— BEGIN —

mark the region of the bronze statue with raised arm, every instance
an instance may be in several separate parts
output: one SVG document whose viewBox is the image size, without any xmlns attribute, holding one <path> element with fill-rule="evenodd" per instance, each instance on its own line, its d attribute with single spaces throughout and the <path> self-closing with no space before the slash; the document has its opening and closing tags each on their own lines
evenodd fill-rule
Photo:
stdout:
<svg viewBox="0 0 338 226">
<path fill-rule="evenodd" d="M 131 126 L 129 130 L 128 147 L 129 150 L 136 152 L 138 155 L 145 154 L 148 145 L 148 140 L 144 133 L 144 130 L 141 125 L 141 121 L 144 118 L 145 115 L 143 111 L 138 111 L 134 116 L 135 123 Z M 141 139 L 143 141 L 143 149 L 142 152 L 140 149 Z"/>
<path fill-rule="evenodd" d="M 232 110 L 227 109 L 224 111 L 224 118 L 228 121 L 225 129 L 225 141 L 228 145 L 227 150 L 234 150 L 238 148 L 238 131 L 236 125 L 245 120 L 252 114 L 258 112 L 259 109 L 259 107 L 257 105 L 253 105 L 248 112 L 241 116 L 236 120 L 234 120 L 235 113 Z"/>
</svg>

— END —

**Given task:**
Copy every line of the records above with no changes at all.

**Solution to the exercise:**
mark the region of the bronze statue with raised arm, every instance
an instance may be in several separate parts
output: one SVG document whose viewBox is the image size, without any xmlns attribute, holding one <path> element with fill-rule="evenodd" per instance, each instance on its own line, its d attribute with single spaces throughout and the <path> self-closing with no space before the slash; the document has its opening and closing tags each on their own lines
evenodd fill-rule
Photo:
stdout:
<svg viewBox="0 0 338 226">
<path fill-rule="evenodd" d="M 131 126 L 129 130 L 128 147 L 129 150 L 136 152 L 138 155 L 145 154 L 148 145 L 148 140 L 144 133 L 144 130 L 141 125 L 141 121 L 144 118 L 145 115 L 143 111 L 138 111 L 134 116 L 135 123 Z M 141 139 L 143 141 L 143 149 L 142 152 L 140 149 Z"/>
<path fill-rule="evenodd" d="M 232 110 L 227 109 L 224 111 L 224 118 L 228 121 L 225 129 L 225 141 L 228 145 L 227 150 L 234 150 L 238 148 L 238 131 L 236 125 L 245 120 L 252 114 L 258 112 L 259 109 L 259 107 L 257 105 L 253 105 L 248 112 L 241 116 L 236 120 L 234 120 L 235 113 Z"/>
</svg>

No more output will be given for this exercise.